▶ [Written request]
Write out all entries word for word.

▶ [Input]

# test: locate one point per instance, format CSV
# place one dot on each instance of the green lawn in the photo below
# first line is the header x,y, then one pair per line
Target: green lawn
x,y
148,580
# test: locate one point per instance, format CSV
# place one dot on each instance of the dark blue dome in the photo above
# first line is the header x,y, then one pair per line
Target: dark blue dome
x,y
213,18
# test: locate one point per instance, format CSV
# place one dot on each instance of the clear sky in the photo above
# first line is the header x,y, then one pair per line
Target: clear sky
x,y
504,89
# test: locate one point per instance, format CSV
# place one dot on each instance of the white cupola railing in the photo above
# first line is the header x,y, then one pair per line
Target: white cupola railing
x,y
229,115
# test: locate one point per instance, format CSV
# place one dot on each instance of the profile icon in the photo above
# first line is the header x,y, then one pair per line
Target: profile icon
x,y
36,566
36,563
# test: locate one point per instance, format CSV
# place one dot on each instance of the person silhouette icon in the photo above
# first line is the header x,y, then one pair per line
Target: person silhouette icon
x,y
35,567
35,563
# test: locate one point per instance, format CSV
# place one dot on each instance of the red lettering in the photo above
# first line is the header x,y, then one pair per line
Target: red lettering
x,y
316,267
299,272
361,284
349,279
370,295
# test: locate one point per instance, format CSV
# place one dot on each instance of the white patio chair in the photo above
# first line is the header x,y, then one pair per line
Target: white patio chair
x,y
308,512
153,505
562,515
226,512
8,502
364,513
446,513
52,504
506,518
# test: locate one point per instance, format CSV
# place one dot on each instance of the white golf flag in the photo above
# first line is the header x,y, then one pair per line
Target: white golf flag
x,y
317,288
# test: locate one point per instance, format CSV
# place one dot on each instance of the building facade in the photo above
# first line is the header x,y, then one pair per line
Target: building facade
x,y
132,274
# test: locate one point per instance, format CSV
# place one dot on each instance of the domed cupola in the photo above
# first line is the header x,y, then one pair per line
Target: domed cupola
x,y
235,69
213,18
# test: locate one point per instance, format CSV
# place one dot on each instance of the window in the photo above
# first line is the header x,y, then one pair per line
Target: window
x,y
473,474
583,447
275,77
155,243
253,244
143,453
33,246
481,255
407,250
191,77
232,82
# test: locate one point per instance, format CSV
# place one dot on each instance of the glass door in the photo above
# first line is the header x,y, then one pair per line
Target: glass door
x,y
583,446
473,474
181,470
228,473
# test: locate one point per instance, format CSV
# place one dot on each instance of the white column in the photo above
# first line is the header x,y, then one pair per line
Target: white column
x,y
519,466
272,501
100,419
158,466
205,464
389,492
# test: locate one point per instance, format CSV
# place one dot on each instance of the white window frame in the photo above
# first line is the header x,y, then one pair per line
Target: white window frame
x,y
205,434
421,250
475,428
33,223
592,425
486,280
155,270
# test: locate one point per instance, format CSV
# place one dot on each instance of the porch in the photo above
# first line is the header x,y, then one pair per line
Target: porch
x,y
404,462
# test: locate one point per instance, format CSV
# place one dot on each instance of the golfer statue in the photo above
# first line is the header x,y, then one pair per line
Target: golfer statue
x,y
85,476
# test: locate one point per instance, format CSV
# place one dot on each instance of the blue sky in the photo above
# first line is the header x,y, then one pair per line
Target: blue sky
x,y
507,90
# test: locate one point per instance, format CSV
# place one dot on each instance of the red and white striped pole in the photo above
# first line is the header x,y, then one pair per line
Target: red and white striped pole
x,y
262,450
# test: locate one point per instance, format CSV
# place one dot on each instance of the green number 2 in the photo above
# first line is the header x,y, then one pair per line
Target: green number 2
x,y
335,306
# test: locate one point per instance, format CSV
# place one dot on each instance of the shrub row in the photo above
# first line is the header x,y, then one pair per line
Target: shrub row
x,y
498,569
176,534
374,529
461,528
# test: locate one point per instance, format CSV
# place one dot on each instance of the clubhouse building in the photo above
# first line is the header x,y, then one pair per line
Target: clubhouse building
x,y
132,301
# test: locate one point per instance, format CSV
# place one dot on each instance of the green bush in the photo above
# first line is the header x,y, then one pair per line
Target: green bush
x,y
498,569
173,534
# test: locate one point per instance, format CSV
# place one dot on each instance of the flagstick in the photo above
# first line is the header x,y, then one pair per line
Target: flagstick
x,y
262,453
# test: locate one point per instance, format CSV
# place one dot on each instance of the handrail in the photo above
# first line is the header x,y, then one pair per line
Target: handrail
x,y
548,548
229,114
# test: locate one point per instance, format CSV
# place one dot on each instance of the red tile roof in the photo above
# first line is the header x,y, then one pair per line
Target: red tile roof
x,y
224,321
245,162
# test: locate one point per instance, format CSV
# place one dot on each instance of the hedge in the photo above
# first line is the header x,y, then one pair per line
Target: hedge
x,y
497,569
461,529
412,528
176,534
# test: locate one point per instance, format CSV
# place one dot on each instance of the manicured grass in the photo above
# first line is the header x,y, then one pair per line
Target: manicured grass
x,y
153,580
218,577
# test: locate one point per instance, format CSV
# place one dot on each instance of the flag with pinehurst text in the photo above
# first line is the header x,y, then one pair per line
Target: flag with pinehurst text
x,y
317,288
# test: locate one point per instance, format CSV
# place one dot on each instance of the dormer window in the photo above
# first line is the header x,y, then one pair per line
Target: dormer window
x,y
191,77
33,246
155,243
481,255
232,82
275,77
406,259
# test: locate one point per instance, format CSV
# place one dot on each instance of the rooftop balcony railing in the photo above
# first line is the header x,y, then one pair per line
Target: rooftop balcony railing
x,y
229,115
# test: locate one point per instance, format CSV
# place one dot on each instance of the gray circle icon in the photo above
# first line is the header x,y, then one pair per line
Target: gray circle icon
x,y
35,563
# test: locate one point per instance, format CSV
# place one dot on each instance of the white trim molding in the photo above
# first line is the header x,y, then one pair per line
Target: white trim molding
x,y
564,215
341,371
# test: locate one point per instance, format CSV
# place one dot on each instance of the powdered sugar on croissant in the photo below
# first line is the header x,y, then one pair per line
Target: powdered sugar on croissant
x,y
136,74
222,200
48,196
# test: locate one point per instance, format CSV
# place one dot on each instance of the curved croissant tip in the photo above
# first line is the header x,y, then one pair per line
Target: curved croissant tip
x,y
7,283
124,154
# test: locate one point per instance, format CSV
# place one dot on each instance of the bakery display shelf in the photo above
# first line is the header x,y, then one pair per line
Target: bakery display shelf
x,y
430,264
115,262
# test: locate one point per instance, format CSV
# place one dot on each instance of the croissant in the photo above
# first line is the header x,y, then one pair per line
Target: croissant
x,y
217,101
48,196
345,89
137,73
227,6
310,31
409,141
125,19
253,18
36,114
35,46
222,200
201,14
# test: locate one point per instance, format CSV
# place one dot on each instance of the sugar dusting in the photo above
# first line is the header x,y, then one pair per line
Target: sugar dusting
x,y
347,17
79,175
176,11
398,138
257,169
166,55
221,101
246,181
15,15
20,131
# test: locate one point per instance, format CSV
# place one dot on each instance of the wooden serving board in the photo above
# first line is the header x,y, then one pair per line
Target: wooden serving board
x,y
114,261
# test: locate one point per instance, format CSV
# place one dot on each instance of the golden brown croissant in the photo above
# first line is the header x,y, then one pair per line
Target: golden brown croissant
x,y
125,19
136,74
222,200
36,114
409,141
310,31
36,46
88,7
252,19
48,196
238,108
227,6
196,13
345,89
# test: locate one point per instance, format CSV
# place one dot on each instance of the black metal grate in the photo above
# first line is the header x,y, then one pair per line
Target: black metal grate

▶ [Exercise output]
# test: locate one point per instance, format CSV
# place one dot on each instance of the green lawn in the photo below
# first line is the header x,y, then one pair per line
Target: green lawn
x,y
148,580
# test: locate one point per instance, format CSV
# place one dot on each instance of the dark blue dome in the photo above
# first line is the header x,y, then one pair per line
Target: dark blue dome
x,y
213,18
# test: locate one point per instance, format CSV
# place one dot on each instance of the clear sky in the photo above
# first line is the header x,y, then one pair per line
Target: clear sky
x,y
504,89
# test: locate one point per instance, format CSV
# place one dot on each instance of the white cupola railing in the photo above
# first line is the header x,y, then one pair per line
Target: white cupola railing
x,y
229,115
# test: locate one point per instance, format CSV
# place one dot on each instance of the profile icon in the photo above
# first line is the header x,y, then one pair per line
Target: profile icon
x,y
36,566
36,563
# test: locate one point per instance, format CSV
# place one dot on each instance of the person silhouette icon in the photo above
# first line is the header x,y, then one pair per line
Target: person silhouette icon
x,y
35,567
35,563
# test: locate one point per instance, format CSV
# place one dot on each instance of the red lettering in the photo above
# first line is the header x,y, then one pair per line
Target: red lettering
x,y
316,267
299,272
361,284
349,279
370,295
# test: locate one point per instance, format CSV
# place one dot on each instance of the white patio chair in the photo above
# first line is the header x,y, then one pair per line
Target: white patio chair
x,y
308,512
153,505
562,515
226,512
8,502
364,513
446,513
52,504
506,518
# test: locate one point per instance, format CSV
# place one dot on each instance of the white golf flag in the photo above
# first line is the header x,y, then one pair per line
Target: white golf flag
x,y
317,288
# test: locate one point per instance, format CSV
# place one dot on each instance of the building facade in the photo above
# first line is the header x,y, then one pair per line
Target: building facade
x,y
132,274
# test: locate one point per instance, format CSV
# place one dot on each instance of the domed cupola in the photo above
# first line is the header x,y, then one pair per line
Target: domed cupola
x,y
235,69
213,18
# test: locate one point per instance, format CSV
# place one dot on each instance of the window in the photo above
# first line is the header x,y, then one pair per line
Target: window
x,y
473,474
583,447
275,77
155,243
253,244
143,453
33,246
481,255
407,250
191,77
232,82
# test: locate one point per instance, format CSV
# place one dot on each instance of the glass door in the photo above
# first line is the header x,y, then one pair per line
Target: glass door
x,y
583,446
473,474
181,470
228,473
# test: locate one point per instance, format CSV
# place one dot on each instance of the white column in the photo above
# first line is the header x,y, then one pair per line
Target: white column
x,y
519,466
272,501
100,419
158,466
205,464
389,492
# test: locate one point per instance, format CSV
# place one dot on each instance of the white window frame in the photo above
# first line is the header x,y, then one pair per line
Target: white window frame
x,y
205,434
421,250
475,428
33,223
592,425
486,280
155,270
# test: locate one point per instance, format CSV
# place one dot on each instance of the porch in the photo above
# first line is the header x,y, then one pair per line
Target: porch
x,y
404,462
# test: locate one point per instance, format CSV
# place one dot on each instance of the golfer statue in the photo above
# first line is the header x,y, then one pair per line
Target: golfer statue
x,y
85,476
# test: locate one point per instance, format CSV
# place one dot on each instance of the blue sky in the photo above
# first line is the header x,y, then one pair per line
Target: blue sky
x,y
507,90
# test: locate one point per instance, format CSV
# place one dot on each instance of the red and white striped pole in the photo above
# first line is the header x,y, then one pair per line
Target: red and white striped pole
x,y
262,450
# test: locate one point per instance, format CSV
# place one dot on each instance of the green number 2 in the photo above
# first line is the header x,y, then one pair per line
Target: green number 2
x,y
335,306
# test: locate one point per instance, format CSV
# place one dot on each instance of the shrub row in the photo above
# first line is the header x,y, then one pair per line
Target: shrub row
x,y
498,569
176,534
374,529
461,528
# test: locate one point per instance, format CSV
# place one dot on each instance of the clubhouse building in the photo above
# first line is the header x,y, then one pair per line
Target: clubhouse building
x,y
132,301
# test: locate one point per instance, format CSV
# place one dot on each instance of the green bush in the photo above
# first line is the header x,y, then one pair per line
Target: green bush
x,y
498,569
173,534
# test: locate one point per instance, format CSV
# place one dot on each instance of the flagstick in the photo above
# first line is the header x,y, then one pair per line
Target: flagstick
x,y
262,453
# test: locate one point per instance, format CSV
# place one dot on each instance of the handrail in the photo above
# first line is the header x,y, then one pair per line
Target: handrail
x,y
548,548
229,114
# test: locate one point per instance, format CSV
# place one dot on each instance of the red tile roof in the photo above
# first line is the header x,y, then one pair per line
Target: red tile roof
x,y
224,321
245,162
# test: locate one point per instance, format CSV
# place one dot on each instance of the hedge in the photo above
# first line is the header x,y, then one pair per line
Target: hedge
x,y
497,569
461,529
412,528
176,534
# test: locate one point per instance, format CSV
# place one dot on each instance of the manicured grass in the photo above
# first line is the header x,y, then one pair per line
Target: manicured grass
x,y
153,580
218,577
# test: locate one point per instance, format CSV
# place one dot on each instance of the flag with pinehurst text in the photo above
# first line is the header x,y, then one pair per line
Target: flag with pinehurst text
x,y
317,288
# test: locate one point per instance, format CSV
# place one dot on each instance of the dormer window in the photo above
# first line is the header x,y, then one pair per line
Target: dormer window
x,y
191,77
33,246
155,243
481,255
232,82
275,77
406,259
# test: locate one point per instance, format CSV
# place one dot on each instance of the rooftop balcony railing in the photo above
# first line is the header x,y, then one pair per line
Target: rooftop balcony railing
x,y
229,115
# test: locate one point per instance, format CSV
# place one dot on each instance of the gray circle icon in the photo above
# first line is the header x,y, then one pair per line
Target: gray circle icon
x,y
35,563
# test: locate one point per instance, format CSV
# place one dot on each instance of the white trim molding in the photo above
# first line is the header x,y, then one pair per line
Target: white trim molding
x,y
564,215
341,371
# test: locate one point per instance, format CSV
# place one dot on each instance of the powdered sugar on croissant in the photo below
# first line is the header x,y, then one pair per line
Target: powdered sugar on croissant
x,y
136,74
222,200
48,196
# test: locate one point per instance, format CSV
# place one dot on each instance of the curved croissant tip in the photo above
# first line is the header x,y, then one pair per line
Target: curved croissant tip
x,y
7,283
124,154
# test: locate one point per instance, format CSV
# place one dot on each instance of the bakery display shelf in the photo above
# first line is the header x,y, then one pair per line
Target: bakery display shelf
x,y
430,264
115,262
# test: locate one point per instance, format CSV
# place one dot on each instance of the croissant in the photo above
# first line is the header x,y, then one pair per line
Target: croissant
x,y
217,101
48,196
345,89
137,73
227,6
310,31
409,141
125,19
253,18
36,114
35,46
222,200
201,14
# test: locate one point per instance, format CSV
# place one dot on each instance of the sugar dusting in the photo above
# first line is the header x,y, then one pair per line
Target: sugar dusting
x,y
347,17
79,175
176,11
398,138
257,169
166,55
221,101
246,181
15,15
20,131
# test: locate one point per instance, format CSV
# place one dot on each instance of the wooden serving board in the photo above
# first line is the header x,y, then one pair per line
Target: wooden serving board
x,y
114,261
# test: locate one point per instance, format CSV
# place one dot on each instance of the golden brown croissant in the photo above
# first line is the header x,y, then one pair per line
Target: golden brown croissant
x,y
125,19
136,74
222,200
36,114
409,141
310,31
36,46
88,7
252,19
48,196
238,108
227,6
196,13
345,89
# test: locate one point per instance, format CSV
# place one dot on each instance of the black metal grate in the photo above
# first line is the header x,y, then one pair per line
Target: black metal grate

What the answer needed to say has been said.